***** 기록 발췌 *****
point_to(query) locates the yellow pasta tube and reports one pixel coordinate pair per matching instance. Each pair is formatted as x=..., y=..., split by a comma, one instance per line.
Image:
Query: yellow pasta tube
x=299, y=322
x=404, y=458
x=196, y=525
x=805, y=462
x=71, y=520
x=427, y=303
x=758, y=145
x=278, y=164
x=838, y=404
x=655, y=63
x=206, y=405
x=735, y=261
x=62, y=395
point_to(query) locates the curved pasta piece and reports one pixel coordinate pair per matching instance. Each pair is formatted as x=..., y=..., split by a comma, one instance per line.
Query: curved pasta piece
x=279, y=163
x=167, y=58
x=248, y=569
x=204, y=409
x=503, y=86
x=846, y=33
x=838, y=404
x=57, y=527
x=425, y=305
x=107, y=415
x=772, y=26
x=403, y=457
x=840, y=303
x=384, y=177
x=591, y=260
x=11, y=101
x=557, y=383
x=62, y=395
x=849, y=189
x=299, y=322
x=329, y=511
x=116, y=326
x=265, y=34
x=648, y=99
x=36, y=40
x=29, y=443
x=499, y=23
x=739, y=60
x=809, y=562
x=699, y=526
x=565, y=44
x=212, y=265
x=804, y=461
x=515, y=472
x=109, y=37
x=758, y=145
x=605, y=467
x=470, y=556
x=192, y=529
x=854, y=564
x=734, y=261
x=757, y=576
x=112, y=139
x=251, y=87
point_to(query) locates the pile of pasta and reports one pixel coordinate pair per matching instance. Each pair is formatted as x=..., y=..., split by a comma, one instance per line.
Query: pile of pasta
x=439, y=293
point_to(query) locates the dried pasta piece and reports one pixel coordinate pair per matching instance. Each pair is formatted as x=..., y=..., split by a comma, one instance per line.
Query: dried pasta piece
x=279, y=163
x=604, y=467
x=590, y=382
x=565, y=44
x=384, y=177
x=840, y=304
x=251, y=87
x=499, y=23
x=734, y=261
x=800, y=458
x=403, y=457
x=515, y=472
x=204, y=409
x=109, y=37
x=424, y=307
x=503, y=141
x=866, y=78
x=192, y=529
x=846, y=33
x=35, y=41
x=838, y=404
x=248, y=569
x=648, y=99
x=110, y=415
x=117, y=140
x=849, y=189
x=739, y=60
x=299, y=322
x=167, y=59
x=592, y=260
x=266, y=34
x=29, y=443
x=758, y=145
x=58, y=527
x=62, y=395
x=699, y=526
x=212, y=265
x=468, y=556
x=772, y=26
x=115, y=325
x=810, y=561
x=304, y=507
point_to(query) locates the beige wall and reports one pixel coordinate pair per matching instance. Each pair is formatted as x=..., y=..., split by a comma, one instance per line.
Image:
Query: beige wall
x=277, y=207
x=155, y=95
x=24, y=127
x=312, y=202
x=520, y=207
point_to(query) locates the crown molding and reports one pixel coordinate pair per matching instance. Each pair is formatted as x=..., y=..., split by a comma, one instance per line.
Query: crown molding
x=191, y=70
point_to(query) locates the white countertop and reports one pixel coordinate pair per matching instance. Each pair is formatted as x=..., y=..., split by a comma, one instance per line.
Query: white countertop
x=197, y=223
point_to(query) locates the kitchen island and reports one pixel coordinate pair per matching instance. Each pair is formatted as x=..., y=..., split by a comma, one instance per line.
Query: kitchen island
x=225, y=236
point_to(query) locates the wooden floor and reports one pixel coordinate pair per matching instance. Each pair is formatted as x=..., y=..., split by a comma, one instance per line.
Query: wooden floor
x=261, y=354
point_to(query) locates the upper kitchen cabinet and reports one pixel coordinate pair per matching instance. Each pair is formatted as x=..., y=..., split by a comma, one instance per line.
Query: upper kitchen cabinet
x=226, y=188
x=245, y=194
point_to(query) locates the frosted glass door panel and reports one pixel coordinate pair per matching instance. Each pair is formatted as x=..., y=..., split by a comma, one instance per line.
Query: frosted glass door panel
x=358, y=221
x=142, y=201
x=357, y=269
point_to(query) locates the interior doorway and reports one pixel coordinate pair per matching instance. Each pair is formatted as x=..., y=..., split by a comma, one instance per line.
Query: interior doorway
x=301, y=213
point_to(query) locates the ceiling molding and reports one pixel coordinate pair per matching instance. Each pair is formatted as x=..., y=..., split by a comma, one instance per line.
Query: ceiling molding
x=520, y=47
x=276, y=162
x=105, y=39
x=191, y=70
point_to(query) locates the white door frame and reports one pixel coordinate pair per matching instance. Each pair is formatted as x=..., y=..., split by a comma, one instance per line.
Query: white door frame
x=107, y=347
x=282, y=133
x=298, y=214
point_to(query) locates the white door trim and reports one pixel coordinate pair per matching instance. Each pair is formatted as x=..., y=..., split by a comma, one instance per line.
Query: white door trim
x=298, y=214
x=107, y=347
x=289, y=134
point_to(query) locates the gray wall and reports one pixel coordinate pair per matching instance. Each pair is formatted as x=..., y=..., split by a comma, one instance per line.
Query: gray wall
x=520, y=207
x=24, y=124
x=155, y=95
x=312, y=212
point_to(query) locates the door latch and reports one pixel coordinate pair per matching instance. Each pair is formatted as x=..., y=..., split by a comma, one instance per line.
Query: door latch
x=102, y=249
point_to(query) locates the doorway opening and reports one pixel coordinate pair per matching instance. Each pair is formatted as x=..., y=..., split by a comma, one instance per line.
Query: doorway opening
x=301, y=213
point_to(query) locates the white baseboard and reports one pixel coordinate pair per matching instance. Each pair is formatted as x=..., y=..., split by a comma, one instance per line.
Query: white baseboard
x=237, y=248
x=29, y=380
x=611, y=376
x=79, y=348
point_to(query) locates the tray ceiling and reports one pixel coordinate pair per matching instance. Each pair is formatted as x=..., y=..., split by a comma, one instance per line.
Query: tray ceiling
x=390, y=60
*****
과제 안내
위의 줄을 하나도 빠짐없이, 한 글자도 바꾸지 말고 옮겨 적어 주세요.

완료된 과제
point_to(query) locates the yellow pasta tube and reports one pixel coordinate pair per matching instance. Each pair is formatted as x=..., y=..., split by a comma, one instance per line.
Image:
Query: yellow pasta tube
x=299, y=322
x=404, y=458
x=196, y=525
x=805, y=462
x=71, y=520
x=427, y=303
x=758, y=145
x=278, y=164
x=838, y=404
x=655, y=63
x=206, y=405
x=735, y=261
x=62, y=395
point_to(query) locates the curved pasta piece and reports one pixel coordinate pair per matching instance. Each pair is formatted as x=..., y=..., split by a comma, one instance per line.
Query: curved pasta piece
x=279, y=163
x=167, y=58
x=248, y=569
x=204, y=409
x=503, y=86
x=846, y=33
x=838, y=404
x=57, y=527
x=425, y=305
x=107, y=415
x=772, y=26
x=403, y=457
x=840, y=303
x=384, y=177
x=591, y=260
x=11, y=101
x=557, y=383
x=62, y=395
x=849, y=189
x=299, y=322
x=329, y=511
x=116, y=326
x=265, y=34
x=648, y=99
x=36, y=40
x=29, y=443
x=499, y=23
x=739, y=60
x=809, y=562
x=699, y=526
x=565, y=44
x=212, y=265
x=804, y=461
x=515, y=472
x=109, y=37
x=758, y=145
x=605, y=467
x=470, y=556
x=192, y=529
x=854, y=564
x=734, y=261
x=757, y=576
x=112, y=139
x=251, y=87
point_to(query) locates the pile of pasta and reports one pixel coordinate pair per matching instance. Each pair is formatted as x=..., y=..., split by a comma, one instance per line.
Query: pile of pasta
x=439, y=293
point_to(query) locates the dried pasta piece and reports one pixel coordinate pair per matching instance. Each pair is formatted as x=..., y=..., split by a comma, one instance per line.
Query: dried pasta piece
x=279, y=163
x=604, y=467
x=590, y=382
x=565, y=44
x=384, y=177
x=840, y=304
x=251, y=87
x=499, y=23
x=734, y=261
x=800, y=458
x=403, y=457
x=515, y=472
x=204, y=409
x=109, y=37
x=424, y=307
x=503, y=141
x=866, y=78
x=192, y=529
x=846, y=33
x=35, y=41
x=838, y=404
x=248, y=569
x=648, y=99
x=110, y=415
x=117, y=140
x=849, y=189
x=739, y=60
x=299, y=322
x=167, y=59
x=592, y=260
x=266, y=34
x=29, y=443
x=758, y=145
x=58, y=527
x=62, y=395
x=699, y=526
x=212, y=265
x=468, y=556
x=772, y=26
x=115, y=325
x=810, y=561
x=304, y=507
point_to(query) locates the beige wall and reports one pixel coordinate pair per matching instance. Each pair is formatted as x=..., y=..., split by a comma, one instance per line.
Image:
Query: beige wall
x=277, y=207
x=155, y=95
x=24, y=127
x=312, y=202
x=520, y=207
point_to(query) locates the crown molding and reports one pixel coordinate pair per matching instance. Each pair is formatted as x=..., y=..., split by a comma, one instance per line.
Query: crown molding
x=191, y=70
point_to(query) locates the white countertop and reports one pixel coordinate pair per matching instance. Each pair is formatted as x=..., y=..., split by a comma, one instance per line.
Query: white countertop
x=197, y=223
point_to(query) locates the kitchen island and reports one pixel coordinate pair per matching instance. Each pair is formatted as x=..., y=..., split by a comma, one instance per line.
Query: kitchen island
x=225, y=236
point_to(query) locates the wooden floor and reports one pixel coordinate pair per matching instance. Each pair is formatted as x=..., y=..., split by a comma, one instance per line.
Query: wooden floor
x=261, y=354
point_to(query) locates the upper kitchen cabinet and reports one pixel coordinate pair per matching instance. Each pair is formatted as x=..., y=..., split by a comma, one instance per line.
Query: upper kitchen cabinet
x=226, y=188
x=245, y=194
point_to(query) locates the frosted glass door panel and reports one pixel coordinate pair per matching instance. Each pair is formatted as x=..., y=..., split by a comma, one instance per line.
Query: frosted glass door panel
x=358, y=221
x=142, y=201
x=357, y=269
point_to(query) locates the interior doorway and reports one pixel coordinate pair per matching instance. Each pair is formatted as x=..., y=..., split by a comma, one instance per line.
Query: interior doorway
x=301, y=213
point_to(query) locates the ceiling molding and reports one pixel coordinate pair per matching instance. Each pair is formatted as x=..., y=..., split by a comma, one instance per line.
Query: ceiling molding
x=520, y=47
x=276, y=162
x=105, y=39
x=191, y=70
point_to(query) locates the white door frame and reports one pixel coordinate pair per matching instance. Each pair is formatted as x=..., y=..., split by a comma, one instance per line.
Query: white door frame
x=107, y=347
x=282, y=133
x=298, y=214
point_to(query) locates the white door trim and reports one pixel coordinate pair per matching instance. Each pair is formatted as x=..., y=..., split by a comma, one instance per line.
Query: white door trim
x=298, y=214
x=107, y=347
x=289, y=134
point_to(query) locates the gray wall and reports one pixel coordinate pair per matching instance. Each pair is formatted as x=..., y=..., split by a comma, one instance per line.
Query: gray wall
x=520, y=207
x=24, y=124
x=155, y=95
x=312, y=212
point_to(query) locates the door latch and reports one pixel coordinate pair per matching instance. Each pair is formatted as x=..., y=..., split by a comma, one instance per line.
Query: door latch
x=102, y=249
point_to(query) locates the doorway opening and reports one pixel coordinate pair per matching instance. Each pair is formatted as x=..., y=..., split by a comma, one instance per line.
Query: doorway opening
x=301, y=213
point_to(query) locates the white baseboard and reports one pixel coordinate pair per matching instance. Each pair is formatted as x=..., y=..., split by a comma, one instance per line.
Query: white baseboard
x=237, y=248
x=29, y=380
x=611, y=376
x=79, y=348
point_to(query) locates the tray ceiling and reports one pixel coordinate pair per matching instance. Each pair is formatted as x=..., y=..., split by a comma, one instance per line.
Query: tray ceiling
x=390, y=60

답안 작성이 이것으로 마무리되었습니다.